> **REQUIRED TASK**: Copy word for word every line from the one containing "restaurant table, each" through the last line of the stored data, both ends included.

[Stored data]
§

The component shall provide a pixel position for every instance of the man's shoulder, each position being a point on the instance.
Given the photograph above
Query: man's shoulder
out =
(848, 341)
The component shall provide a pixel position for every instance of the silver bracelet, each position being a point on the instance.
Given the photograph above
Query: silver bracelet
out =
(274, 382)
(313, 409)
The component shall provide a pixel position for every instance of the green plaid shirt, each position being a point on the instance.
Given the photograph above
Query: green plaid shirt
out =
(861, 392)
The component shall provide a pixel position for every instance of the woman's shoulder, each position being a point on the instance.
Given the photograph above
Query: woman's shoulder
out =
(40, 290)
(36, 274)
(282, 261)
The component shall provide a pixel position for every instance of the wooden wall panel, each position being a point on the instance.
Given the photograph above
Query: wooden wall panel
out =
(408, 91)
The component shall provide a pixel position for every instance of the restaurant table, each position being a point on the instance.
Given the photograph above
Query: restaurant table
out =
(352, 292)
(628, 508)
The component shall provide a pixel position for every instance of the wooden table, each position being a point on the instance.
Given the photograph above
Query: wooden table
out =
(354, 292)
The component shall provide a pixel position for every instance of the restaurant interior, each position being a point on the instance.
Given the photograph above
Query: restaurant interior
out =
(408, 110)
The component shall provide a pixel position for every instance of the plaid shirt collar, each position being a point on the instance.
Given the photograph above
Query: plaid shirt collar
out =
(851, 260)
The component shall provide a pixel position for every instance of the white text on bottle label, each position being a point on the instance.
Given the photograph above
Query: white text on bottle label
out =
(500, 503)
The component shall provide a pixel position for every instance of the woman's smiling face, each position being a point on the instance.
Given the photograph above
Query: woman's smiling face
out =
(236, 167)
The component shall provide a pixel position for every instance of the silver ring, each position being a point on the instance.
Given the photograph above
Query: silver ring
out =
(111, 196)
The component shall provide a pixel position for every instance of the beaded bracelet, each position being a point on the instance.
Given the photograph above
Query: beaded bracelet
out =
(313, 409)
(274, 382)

§

> **FULL RESPONSE**:
The component shall provide a pixel position for every instance of the restaurant table, each position being a point on the instance.
Given the photograph above
Query: restaurant table
out =
(352, 292)
(628, 508)
The component shall provide a pixel position for every instance of the wooden table, each position being a point on the instance.
Given the photograph above
Query: wooden table
out =
(354, 292)
The component shall provide a pixel position for every instance of the restaurant interior, each position being a point on the instance.
Given the photograph above
Query: restaurant interior
out =
(408, 110)
The component shall provide a pixel position for every instance of the plaid shirt collar, each position being a point on the instance.
Given the photograph above
Query: plaid shirt collar
out =
(851, 260)
The component shall provide a pixel position for every instance of the white text on bottle label, each position being a point on the instance.
Given the photograph above
Query: white text on bottle label
out =
(500, 503)
The component shall provide a pixel position for every instance of the woman's smiling face, each position being a point on the instance.
Given the photograph above
Query: woman's smiling face
out =
(236, 167)
The component shall provide a pixel position for every instance of the silver ring, each position being a point on the instance.
Given the photograph above
Query: silver ring
out =
(111, 196)
The component shall provide a pixel position for every instance of the beaded bracelet, each position being a point on the instance.
Given the photograph above
Query: beaded bracelet
out =
(313, 409)
(274, 382)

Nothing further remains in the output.